Your task:
Go through the listing below and output exactly the line with "A point belongs on each instance of the white downspout.", the line with "A point belongs on each instance of the black window", and each line between; omit the rest.

Start of Data to examine

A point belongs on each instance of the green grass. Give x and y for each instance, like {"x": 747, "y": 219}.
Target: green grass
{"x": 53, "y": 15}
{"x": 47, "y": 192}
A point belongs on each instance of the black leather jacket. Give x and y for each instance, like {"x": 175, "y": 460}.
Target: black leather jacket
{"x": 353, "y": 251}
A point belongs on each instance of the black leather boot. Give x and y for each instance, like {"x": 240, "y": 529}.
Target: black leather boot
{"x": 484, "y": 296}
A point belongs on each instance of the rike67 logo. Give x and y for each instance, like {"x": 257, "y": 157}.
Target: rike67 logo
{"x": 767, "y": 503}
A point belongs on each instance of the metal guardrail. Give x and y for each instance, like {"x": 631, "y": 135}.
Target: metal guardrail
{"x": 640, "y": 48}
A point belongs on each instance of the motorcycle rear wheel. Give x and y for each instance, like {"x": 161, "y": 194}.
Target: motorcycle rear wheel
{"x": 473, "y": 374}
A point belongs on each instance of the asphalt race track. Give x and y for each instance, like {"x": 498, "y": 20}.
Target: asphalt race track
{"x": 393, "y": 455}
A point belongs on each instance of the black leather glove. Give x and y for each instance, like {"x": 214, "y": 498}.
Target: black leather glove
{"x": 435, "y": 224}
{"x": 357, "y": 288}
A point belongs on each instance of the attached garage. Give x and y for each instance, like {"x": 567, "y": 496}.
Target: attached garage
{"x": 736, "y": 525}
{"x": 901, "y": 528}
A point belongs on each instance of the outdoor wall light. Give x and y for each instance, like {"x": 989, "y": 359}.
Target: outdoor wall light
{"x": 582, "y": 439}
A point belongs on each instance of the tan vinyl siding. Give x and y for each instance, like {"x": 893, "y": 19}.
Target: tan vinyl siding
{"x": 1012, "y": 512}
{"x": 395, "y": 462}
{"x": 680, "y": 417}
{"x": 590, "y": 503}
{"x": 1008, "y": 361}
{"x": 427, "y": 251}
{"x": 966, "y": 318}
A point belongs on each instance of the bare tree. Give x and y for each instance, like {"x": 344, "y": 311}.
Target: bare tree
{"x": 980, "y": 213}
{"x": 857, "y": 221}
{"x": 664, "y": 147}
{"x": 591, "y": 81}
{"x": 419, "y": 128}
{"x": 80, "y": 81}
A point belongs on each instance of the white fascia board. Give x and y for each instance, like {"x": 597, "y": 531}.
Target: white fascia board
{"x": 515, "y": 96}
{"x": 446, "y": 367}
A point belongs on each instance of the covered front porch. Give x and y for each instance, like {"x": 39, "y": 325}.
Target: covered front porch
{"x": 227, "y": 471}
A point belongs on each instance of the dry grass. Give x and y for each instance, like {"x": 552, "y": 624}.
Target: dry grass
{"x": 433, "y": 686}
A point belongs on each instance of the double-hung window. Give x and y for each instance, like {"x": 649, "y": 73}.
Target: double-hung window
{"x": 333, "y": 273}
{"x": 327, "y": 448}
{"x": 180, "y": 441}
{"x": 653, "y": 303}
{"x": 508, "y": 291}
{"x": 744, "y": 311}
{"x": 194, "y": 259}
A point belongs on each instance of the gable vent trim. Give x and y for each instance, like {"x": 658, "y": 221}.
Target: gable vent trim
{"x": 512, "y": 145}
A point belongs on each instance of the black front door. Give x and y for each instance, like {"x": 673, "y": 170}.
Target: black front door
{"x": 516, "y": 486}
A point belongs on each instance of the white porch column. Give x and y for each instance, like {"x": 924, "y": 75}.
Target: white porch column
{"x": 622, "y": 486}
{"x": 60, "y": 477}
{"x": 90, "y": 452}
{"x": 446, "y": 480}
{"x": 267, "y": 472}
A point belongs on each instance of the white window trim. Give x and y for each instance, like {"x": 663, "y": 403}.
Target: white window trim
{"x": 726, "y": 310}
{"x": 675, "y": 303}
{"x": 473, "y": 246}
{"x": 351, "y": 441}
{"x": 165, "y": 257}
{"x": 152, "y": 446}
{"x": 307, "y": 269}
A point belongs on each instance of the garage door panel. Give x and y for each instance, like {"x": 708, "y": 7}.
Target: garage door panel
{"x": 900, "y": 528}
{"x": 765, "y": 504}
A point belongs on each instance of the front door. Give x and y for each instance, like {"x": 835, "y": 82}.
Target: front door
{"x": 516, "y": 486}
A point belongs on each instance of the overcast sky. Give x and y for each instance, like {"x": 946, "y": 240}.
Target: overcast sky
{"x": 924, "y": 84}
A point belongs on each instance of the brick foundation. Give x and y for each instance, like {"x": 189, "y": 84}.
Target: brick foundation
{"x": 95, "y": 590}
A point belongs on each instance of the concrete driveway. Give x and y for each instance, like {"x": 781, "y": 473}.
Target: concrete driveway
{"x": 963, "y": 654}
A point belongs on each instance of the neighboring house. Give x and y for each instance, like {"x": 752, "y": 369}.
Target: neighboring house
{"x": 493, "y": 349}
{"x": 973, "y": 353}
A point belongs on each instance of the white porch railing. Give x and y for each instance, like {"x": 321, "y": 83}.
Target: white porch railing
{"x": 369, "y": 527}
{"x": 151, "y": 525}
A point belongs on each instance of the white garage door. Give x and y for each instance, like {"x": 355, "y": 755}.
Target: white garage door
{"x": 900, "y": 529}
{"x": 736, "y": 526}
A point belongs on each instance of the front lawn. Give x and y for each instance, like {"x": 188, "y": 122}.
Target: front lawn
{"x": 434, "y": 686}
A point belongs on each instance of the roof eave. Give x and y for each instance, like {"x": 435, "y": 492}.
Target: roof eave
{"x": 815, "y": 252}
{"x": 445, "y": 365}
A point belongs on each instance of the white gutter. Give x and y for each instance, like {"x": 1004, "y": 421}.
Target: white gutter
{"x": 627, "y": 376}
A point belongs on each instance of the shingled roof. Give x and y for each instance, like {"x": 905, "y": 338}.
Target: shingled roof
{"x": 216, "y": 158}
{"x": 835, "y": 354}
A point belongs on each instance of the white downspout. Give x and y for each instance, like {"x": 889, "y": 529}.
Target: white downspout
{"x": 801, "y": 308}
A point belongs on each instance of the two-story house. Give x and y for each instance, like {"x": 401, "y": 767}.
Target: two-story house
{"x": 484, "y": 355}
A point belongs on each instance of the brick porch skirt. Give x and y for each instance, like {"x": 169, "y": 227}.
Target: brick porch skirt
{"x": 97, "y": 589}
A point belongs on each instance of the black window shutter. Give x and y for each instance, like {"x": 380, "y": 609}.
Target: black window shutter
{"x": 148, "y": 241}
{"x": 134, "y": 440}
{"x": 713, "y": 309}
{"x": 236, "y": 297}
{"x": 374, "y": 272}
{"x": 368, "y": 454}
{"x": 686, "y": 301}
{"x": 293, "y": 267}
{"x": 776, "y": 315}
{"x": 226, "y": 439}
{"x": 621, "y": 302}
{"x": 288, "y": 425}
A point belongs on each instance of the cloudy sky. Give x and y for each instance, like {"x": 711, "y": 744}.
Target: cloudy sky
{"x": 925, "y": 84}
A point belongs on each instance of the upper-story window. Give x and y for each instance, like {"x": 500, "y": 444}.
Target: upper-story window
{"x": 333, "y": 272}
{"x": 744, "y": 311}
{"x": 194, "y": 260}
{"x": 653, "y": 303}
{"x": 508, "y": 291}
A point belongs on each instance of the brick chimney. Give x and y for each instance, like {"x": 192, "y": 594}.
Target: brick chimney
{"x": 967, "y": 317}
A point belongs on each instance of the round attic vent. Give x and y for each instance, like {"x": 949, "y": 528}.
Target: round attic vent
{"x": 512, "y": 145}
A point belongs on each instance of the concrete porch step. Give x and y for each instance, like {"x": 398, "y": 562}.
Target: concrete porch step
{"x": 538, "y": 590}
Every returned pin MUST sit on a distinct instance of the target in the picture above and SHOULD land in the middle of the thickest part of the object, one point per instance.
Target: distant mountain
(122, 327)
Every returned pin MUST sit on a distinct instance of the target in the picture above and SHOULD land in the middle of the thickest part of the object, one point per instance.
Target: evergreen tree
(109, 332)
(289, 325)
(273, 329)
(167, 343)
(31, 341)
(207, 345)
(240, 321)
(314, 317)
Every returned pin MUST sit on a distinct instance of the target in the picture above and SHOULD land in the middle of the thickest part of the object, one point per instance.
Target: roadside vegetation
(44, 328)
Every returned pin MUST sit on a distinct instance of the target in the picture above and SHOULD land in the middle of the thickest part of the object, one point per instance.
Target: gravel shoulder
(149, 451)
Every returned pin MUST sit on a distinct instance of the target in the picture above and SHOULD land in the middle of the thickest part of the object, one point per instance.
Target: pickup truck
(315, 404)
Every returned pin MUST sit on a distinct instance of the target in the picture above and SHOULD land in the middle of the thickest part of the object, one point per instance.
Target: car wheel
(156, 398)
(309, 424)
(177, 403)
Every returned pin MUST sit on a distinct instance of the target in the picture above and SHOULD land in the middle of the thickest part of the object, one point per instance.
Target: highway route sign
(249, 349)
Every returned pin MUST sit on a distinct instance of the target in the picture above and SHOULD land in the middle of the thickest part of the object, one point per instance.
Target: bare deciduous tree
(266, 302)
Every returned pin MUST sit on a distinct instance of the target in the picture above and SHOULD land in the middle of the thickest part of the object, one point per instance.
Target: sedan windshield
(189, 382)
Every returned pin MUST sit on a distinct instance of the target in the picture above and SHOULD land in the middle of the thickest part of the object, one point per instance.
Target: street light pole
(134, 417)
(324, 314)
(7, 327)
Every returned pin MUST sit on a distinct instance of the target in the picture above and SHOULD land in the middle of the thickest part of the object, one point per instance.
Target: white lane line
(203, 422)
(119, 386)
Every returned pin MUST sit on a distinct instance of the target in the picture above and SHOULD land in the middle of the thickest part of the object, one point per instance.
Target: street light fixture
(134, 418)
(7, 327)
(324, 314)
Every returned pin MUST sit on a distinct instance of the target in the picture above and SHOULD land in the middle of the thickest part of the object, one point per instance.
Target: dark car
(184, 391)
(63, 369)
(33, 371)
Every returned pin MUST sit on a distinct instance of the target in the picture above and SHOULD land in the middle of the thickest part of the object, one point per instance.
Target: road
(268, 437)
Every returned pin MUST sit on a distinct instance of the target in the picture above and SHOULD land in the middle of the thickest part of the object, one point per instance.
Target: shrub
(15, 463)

End of Data to examine

Solution below:
A point belongs on each instance of the white downspout. Give x and y for each instance, like {"x": 889, "y": 529}.
Target: white downspout
{"x": 801, "y": 308}
A point belongs on each instance of the two-story house. Give x and y for each instance, like {"x": 401, "y": 767}.
Target: two-story house
{"x": 484, "y": 355}
A point belongs on each instance of the brick porch skirt. Give x and y for each instance, like {"x": 169, "y": 227}.
Target: brick porch skirt
{"x": 97, "y": 589}
A point belongs on each instance of the black window shutter. Give x and y for each instance, like {"x": 380, "y": 609}.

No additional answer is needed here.